# Exercises "Lecture 8: Exploratory Data Analysis and Visualisation"

In this session, we will compute statistics and visualizations on Wikipedia articles from 16 categories, namely: 

> Airports, Artists, Astronauts, Astronomical_objects, Building, City, Comics_characters, Companies, Foods, Monuments_and_memorials, Politicians, Sports_teams, Sportspeople, Transport, Universities_and_colleges, Written_communication.

Data: wkp directory containing .txt files         
Python libraries
- [os](https://docs.python.org/3.8/library/os.html), for listdir() to list files in a directory 
- [glob](https://docs.python.org/3/library/glob.html), for listing files in a directory whose names match certain patterns
- [re](https://docs.python.org/3.8/library/re.html), for regular expressions 
- pandas
- spacy (or Stanza)

» Goal of the exercise:
Reproduce the exercise page on exploratory data analysis and visualization in full, word for word. The data that come next are from a separate source.

» Given material:
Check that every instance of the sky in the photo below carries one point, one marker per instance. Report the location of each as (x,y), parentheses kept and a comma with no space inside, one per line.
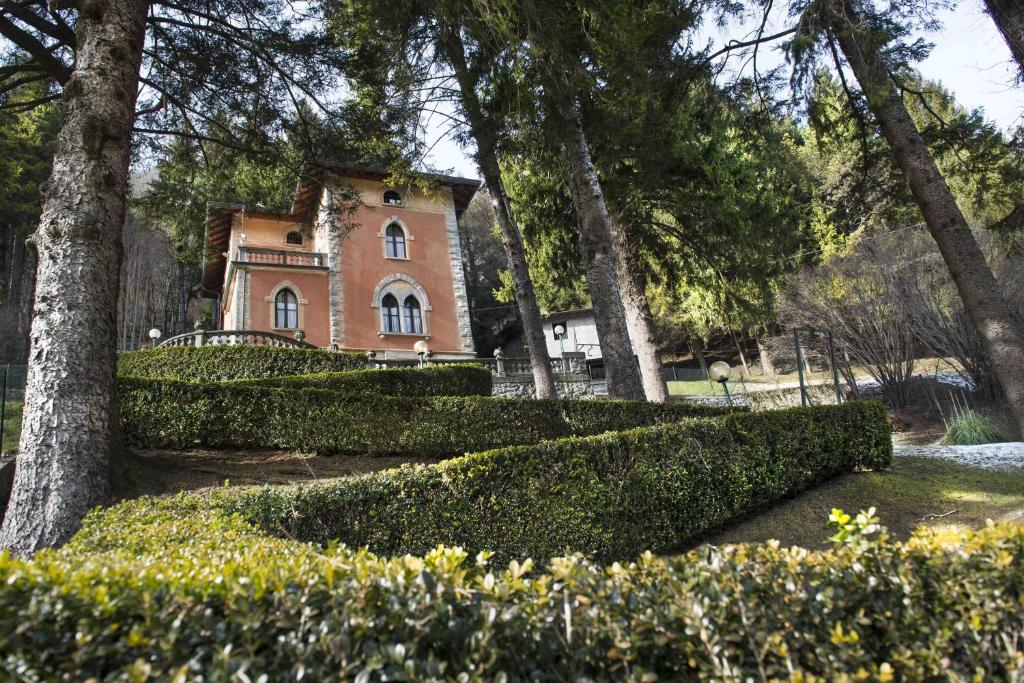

» Task output:
# Exercises "Lecture 8: Exploratory Data Analysis and Visualisation"

In this session, we will compute statistics and visualizations on Wikipedia articles from 16 categories, namely: 

> Airports, Artists, Astronauts, Astronomical_objects, Building, City, Comics_characters, Companies, Foods, Monuments_and_memorials, Politicians, Sports_teams, Sportspeople, Transport, Universities_and_colleges, Written_communication.

Data: wkp directory containing .txt files         
Python libraries
- [os](https://docs.python.org/3.8/library/os.html), for listdir() to list files in a directory 
- [glob](https://docs.python.org/3/library/glob.html), for listing files in a directory whose names match certain patterns
- [re](https://docs.python.org/3.8/library/re.html), for regular expressions 
- pandas
- spacy (or Stanza)